◆ **Exercise details**:
Rewrite the lines from the one containing "photo above, one" through the end of the items, inclusive, substituting "object" for "instance" and keeping all other text unchanged.

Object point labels
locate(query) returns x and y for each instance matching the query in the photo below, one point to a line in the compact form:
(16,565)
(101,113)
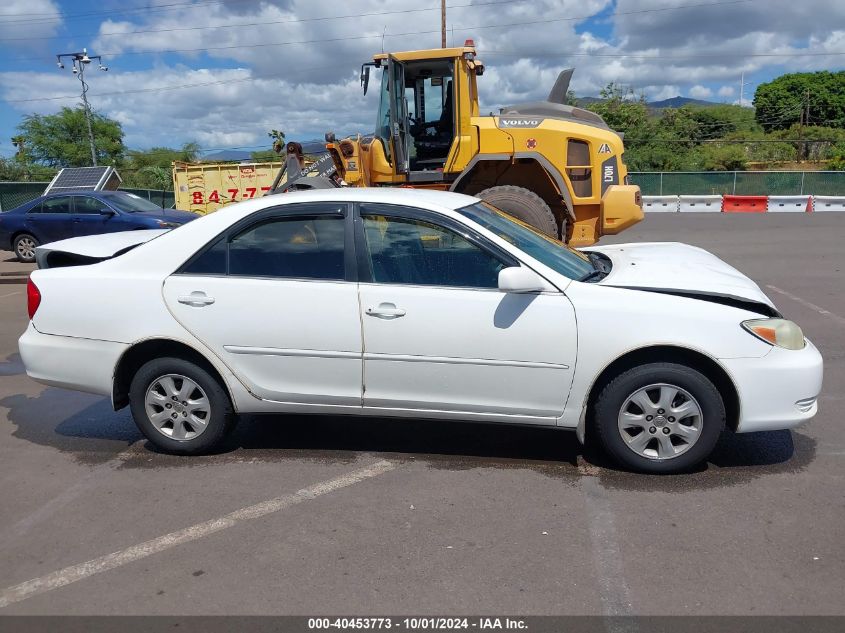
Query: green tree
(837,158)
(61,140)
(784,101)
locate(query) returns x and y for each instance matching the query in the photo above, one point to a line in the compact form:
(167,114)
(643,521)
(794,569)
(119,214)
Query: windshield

◆ **Answer to the problem**:
locate(query) returns x and y for each object matching the query in the photo above, one point to a line in the compact form:
(167,114)
(643,521)
(794,569)
(119,214)
Query: windshield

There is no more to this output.